═════ Data to examine ═════

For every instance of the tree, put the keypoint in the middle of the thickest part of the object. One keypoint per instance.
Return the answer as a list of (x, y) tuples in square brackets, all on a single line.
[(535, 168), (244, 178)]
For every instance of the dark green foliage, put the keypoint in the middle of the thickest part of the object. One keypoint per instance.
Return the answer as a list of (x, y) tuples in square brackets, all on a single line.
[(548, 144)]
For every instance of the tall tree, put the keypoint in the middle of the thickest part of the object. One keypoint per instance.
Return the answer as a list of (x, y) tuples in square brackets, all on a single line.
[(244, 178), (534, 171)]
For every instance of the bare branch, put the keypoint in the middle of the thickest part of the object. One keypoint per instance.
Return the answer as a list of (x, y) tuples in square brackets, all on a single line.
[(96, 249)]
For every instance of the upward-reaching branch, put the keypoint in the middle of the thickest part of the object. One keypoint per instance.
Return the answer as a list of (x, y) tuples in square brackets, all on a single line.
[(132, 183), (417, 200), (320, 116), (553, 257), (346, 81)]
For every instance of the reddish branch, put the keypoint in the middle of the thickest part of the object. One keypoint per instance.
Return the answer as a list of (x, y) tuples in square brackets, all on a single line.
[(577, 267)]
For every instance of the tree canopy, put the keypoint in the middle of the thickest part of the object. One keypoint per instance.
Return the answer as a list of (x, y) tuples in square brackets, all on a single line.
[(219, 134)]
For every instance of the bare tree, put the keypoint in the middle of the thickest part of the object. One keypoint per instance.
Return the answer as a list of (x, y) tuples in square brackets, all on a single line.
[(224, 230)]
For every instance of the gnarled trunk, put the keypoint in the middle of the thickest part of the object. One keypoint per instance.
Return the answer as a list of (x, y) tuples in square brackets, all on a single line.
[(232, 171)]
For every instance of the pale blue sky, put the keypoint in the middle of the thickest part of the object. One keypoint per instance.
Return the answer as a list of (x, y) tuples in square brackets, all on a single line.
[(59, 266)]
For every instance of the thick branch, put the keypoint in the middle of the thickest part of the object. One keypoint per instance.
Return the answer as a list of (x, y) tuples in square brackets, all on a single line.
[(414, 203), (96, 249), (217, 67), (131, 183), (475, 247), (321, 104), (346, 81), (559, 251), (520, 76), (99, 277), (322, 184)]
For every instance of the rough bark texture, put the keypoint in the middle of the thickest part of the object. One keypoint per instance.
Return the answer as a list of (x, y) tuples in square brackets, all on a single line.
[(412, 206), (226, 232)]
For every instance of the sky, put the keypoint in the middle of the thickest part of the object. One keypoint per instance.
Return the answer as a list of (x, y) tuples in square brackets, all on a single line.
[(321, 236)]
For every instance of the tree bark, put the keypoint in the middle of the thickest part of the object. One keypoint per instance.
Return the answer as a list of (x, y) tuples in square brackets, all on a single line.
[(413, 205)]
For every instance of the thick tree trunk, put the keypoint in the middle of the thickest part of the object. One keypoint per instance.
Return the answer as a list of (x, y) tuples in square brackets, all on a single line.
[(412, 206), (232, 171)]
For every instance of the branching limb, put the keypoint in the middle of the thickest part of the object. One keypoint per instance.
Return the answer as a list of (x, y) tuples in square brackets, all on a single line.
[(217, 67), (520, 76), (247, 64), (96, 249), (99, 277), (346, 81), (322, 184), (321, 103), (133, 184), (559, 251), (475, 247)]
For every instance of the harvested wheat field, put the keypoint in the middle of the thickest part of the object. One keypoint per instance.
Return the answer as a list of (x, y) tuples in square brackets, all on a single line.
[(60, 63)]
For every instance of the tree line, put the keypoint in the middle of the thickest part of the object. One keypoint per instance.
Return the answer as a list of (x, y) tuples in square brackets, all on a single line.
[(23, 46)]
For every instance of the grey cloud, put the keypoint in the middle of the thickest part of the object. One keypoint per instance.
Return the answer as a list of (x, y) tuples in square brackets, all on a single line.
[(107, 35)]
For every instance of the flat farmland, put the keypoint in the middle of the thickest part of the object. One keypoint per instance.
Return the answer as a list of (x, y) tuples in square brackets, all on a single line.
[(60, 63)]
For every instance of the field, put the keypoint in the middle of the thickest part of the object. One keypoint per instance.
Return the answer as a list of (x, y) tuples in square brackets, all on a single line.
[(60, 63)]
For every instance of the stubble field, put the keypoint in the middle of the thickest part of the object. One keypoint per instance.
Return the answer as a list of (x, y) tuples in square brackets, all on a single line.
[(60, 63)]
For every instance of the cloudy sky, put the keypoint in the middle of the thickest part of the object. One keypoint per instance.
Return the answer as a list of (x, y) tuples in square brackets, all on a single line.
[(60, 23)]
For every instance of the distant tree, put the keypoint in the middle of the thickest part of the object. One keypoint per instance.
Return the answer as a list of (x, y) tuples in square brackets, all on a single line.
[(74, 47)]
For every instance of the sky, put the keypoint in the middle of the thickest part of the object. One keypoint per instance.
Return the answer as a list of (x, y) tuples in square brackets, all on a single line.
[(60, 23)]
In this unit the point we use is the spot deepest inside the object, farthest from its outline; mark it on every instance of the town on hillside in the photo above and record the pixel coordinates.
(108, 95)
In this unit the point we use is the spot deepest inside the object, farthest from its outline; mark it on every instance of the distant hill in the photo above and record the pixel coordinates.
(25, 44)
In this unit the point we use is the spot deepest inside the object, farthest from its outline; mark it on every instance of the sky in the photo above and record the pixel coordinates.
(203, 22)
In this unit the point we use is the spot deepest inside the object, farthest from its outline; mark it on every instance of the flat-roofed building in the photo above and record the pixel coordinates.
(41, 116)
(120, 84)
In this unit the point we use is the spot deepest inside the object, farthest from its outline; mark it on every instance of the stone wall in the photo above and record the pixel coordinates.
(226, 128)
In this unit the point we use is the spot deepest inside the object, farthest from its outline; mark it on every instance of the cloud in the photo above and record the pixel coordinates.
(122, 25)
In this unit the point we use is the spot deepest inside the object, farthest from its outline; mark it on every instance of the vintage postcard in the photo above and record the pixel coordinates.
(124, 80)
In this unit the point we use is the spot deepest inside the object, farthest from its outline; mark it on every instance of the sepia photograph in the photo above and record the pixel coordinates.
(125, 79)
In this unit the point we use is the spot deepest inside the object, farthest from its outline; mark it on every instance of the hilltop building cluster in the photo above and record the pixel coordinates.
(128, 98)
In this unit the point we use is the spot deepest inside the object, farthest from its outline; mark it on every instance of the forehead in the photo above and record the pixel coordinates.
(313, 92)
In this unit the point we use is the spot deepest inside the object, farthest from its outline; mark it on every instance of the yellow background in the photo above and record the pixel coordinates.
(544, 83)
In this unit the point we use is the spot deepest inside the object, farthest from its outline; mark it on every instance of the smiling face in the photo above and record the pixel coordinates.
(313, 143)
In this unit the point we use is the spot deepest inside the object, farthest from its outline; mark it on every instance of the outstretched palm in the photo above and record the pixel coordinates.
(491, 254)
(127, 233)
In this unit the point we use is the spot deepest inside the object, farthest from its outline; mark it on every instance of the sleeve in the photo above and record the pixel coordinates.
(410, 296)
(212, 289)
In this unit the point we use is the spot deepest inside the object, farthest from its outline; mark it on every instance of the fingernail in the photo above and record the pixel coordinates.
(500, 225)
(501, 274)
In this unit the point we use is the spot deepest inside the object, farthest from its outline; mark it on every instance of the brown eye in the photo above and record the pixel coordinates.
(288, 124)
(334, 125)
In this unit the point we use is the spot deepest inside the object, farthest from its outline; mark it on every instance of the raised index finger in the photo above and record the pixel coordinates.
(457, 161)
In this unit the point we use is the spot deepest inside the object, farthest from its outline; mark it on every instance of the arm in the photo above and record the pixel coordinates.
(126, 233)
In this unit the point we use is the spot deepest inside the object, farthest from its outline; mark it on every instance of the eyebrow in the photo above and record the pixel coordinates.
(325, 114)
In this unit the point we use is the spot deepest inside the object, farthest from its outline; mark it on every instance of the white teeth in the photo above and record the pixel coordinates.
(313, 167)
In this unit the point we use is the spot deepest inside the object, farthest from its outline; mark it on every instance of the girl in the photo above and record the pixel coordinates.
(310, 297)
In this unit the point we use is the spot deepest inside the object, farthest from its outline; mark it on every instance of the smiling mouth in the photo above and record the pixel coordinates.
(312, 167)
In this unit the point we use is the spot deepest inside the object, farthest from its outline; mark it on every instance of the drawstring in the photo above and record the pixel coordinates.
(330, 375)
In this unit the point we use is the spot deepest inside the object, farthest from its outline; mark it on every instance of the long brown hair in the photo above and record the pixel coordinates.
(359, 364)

═════

## Work to complete
Could you return exactly the lines above from the line with "For every instance of the tree bark, put" to the line with "For every instance of the harvested", both included, and nothing else?

## The completed task
For every instance of the tree bark, put the keypoint in the middle of the thickest part of the object. One keypoint per instance.
Return the answer as a list of (x, y) tuples in square brackets, all on a single line.
[(413, 205)]
For every instance of the thick tree trunk, put the keypoint in the middle of the thickest part of the object. One keypoint per instance.
Return the answer as a list of (x, y) tuples in square brackets, all on a single line.
[(412, 206), (232, 171)]
For every instance of the branching limb, put the keypoint in the middle of the thickest part of the object. One keypoint per instance.
Return the answer as a list of (x, y) tuples in square brackets, all on a single line.
[(217, 67), (520, 76), (247, 64), (96, 249), (99, 277), (346, 81), (322, 184), (321, 103), (133, 184), (559, 251), (475, 247)]
For every instance of the harvested wheat field, put the keypoint in the middle of the thickest part of the object. One keypoint per instance.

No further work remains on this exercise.